----- Selected text -----
Now, if Pilger is insinuating that Vladimir Putin's "people" includes the 14 other former Soviet States as well as Russia, well, that's quite telling.
Nuland’s coup in Ukraine did not go to plan. NATO was prevented from seizing Russia’s historic, legitimate, warm-water naval base in Crimea. The mostly Russian population of Crimea — illegally annexed to Ukraine by Nikita Krushchev in 1954 — voted overwhelmingly to return to Russia, as they had done in the 1990s. The referendum was voluntary, popular and internationally observed. There was no invasion.
Here's a good one. First of all, of course, there was no coup. Secondly, NATO never attempted to "seize" the Russian Black Sea Fleet--I don't know where he's coming from there. The 1954 transfer of Crimea from the Russian SSR to the Ukrainian SSR was an internal Soviet matter, but Crimea had never, ever been part of the modern Russian Federation, and in 1994 Russia agreed via treaty that notwithstanding the existing Black Sea Fleet bases, Crimea was Ukrainian territory and it would respect Ukraine's sovereignty.
----- Stored records -----
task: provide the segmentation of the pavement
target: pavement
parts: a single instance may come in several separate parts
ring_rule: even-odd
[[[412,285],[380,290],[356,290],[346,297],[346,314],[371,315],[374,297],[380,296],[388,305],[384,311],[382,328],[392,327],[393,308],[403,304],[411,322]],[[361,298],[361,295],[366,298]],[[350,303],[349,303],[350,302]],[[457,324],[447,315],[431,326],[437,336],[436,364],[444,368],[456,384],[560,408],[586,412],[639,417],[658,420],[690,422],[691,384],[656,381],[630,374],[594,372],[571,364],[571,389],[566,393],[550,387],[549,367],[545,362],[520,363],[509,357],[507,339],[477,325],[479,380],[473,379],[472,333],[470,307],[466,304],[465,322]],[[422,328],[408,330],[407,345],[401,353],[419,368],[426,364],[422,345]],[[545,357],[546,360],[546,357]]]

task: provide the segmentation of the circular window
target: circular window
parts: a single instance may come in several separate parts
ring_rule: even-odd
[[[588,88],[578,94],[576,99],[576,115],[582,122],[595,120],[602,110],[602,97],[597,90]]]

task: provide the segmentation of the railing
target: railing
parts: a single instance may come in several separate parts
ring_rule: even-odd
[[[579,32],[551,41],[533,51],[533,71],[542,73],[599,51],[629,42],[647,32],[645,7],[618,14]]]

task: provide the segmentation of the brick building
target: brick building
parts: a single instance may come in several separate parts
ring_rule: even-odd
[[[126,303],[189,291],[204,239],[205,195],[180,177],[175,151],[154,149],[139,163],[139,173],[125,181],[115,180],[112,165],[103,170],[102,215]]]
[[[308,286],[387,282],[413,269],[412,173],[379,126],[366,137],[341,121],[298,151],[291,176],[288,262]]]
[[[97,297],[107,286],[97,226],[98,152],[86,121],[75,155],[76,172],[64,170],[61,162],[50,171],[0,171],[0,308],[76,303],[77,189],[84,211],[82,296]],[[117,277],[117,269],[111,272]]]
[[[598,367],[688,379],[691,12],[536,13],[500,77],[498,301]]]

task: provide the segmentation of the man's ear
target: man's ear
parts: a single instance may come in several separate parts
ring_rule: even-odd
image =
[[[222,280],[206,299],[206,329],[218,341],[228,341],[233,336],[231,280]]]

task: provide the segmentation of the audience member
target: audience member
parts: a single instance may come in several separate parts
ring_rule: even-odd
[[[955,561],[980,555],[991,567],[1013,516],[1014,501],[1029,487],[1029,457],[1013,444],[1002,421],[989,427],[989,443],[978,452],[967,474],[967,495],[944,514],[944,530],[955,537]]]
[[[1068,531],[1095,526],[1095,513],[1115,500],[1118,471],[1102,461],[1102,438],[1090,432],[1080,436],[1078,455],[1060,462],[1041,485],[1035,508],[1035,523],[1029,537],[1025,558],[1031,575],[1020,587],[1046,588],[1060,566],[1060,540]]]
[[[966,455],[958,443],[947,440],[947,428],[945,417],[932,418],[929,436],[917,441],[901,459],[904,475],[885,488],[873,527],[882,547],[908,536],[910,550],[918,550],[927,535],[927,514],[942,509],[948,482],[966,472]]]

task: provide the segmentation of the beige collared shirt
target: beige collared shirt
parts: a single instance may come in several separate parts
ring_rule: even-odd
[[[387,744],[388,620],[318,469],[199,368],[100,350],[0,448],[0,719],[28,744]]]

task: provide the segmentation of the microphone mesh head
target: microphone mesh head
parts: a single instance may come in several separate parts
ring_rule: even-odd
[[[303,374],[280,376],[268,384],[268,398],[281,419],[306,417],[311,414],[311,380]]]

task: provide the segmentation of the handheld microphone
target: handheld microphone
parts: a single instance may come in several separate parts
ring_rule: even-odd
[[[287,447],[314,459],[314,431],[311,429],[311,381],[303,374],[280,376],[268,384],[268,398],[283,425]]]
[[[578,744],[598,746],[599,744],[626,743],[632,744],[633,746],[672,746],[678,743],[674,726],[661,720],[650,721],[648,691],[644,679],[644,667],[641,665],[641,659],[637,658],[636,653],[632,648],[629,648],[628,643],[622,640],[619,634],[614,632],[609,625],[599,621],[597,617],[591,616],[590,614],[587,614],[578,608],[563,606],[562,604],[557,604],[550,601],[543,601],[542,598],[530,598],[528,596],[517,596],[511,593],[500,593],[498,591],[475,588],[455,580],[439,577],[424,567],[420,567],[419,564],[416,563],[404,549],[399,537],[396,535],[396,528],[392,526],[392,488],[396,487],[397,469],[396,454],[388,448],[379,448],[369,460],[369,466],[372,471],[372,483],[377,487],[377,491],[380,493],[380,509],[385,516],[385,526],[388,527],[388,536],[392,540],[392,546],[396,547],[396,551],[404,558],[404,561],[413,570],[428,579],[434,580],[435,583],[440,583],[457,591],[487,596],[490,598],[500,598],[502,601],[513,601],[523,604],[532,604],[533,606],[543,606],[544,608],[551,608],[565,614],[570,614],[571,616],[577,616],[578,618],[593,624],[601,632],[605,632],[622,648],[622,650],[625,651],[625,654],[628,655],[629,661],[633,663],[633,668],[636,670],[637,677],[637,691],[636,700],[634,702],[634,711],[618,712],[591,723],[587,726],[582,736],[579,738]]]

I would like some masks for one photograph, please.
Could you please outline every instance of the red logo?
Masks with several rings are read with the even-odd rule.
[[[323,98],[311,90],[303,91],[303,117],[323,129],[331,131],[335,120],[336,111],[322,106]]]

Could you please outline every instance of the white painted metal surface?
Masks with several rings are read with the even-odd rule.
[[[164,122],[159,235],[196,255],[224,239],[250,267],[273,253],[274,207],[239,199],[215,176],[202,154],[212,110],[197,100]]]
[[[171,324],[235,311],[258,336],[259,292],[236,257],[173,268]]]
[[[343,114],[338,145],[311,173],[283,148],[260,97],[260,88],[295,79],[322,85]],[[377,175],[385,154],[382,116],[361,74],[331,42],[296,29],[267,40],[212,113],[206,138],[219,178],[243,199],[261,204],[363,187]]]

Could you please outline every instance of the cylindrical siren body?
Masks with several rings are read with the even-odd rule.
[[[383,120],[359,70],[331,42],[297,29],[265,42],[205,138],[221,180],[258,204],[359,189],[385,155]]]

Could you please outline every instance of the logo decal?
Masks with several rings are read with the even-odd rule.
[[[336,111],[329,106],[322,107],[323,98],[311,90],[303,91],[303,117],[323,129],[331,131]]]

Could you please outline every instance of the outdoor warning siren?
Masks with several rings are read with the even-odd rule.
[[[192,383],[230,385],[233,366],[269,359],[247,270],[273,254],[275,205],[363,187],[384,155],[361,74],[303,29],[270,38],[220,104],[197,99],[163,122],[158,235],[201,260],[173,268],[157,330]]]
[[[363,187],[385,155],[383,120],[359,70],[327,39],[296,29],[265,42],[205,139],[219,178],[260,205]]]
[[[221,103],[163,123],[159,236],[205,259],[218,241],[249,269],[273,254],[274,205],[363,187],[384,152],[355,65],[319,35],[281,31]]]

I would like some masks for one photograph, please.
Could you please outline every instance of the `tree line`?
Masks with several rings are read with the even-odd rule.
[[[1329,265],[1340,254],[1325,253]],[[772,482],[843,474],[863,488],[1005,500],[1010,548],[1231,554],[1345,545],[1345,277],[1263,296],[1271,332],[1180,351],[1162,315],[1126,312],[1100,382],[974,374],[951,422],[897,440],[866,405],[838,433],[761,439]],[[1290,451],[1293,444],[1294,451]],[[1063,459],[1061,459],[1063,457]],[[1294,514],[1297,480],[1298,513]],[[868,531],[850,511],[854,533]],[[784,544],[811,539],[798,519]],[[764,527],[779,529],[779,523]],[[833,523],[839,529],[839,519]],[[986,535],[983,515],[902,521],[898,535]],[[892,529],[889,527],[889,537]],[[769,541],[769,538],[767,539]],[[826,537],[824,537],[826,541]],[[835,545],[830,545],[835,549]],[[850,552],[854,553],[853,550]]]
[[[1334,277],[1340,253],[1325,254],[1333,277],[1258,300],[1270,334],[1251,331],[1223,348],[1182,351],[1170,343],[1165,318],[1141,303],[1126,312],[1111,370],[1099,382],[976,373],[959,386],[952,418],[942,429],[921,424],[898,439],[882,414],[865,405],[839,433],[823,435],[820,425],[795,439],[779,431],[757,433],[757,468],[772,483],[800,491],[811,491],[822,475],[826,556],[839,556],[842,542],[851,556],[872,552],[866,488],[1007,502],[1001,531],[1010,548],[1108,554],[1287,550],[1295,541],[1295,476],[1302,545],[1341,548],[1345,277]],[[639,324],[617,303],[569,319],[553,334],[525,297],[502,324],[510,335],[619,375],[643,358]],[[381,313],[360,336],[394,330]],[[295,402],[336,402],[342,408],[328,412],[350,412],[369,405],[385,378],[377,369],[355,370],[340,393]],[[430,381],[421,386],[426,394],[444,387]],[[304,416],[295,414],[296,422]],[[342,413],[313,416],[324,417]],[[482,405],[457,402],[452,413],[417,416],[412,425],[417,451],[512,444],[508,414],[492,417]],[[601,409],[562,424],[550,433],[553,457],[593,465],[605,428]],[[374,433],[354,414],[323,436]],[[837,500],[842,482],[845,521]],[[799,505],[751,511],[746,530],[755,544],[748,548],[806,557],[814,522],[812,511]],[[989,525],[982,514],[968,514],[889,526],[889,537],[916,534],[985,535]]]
-----
Please pick up the Crimea commentary after its last sentence and keep going. None of the items are needed here.

Funny thing about the Crimean referendum and the so-called "international observers." These were not observers from the UN or OSCE or any other legitimate election monitoring agency. These "observers" came from the "Eurasian Observatory for Democracy and Elections", a sham Russian based group whose leaders have ties to far right organizations (funny that Pilger trumpets them while supposedly decrying fascism, don't you think?):
Of course, the biggest lie by Pilger is that "There was no invasion (of Crimea by Russia)" which is simply idiotic. Of course there was a Russian military invasion of Crimea. Well-organized and well-armed, regimented military units--far beyond the capabilities of any local militia that would have the opportunity to organize in literally four days--seized the local parliament, airports, harbors, Ukrainian military bases and other portions of Crimea beginning around February 26, 2014. A timeline of events in the run up to the infamous March 16, 2014 referendum:
Here's a report from The Guardian the day the local parliament was seized
Maxim, a pro-Russian activist who refused to give his last name, told the Associated Press that he and other activists had been camping out overnight outside the local parliament in Crimea’s regional capital, Simferopol, when heavily armed men wearing flak jackets, and holding rocket-propelled grenade launchers and sniper rifles took over the building. He said:
On May 2, 2014, in Odessa, 41 ethnic Russians were burned alive in the trade union headquarters with police standing by. The Right Sector leader Dmytro Yarosh hailed the massacre as “another bright day in our national history.” In the American and British media, this was reported as a “murky tragedy” resulting from “clashes” between “nationalists” (neo-Nazis) and “separatists” (people collecting signatures for a referendum on a federal Ukraine).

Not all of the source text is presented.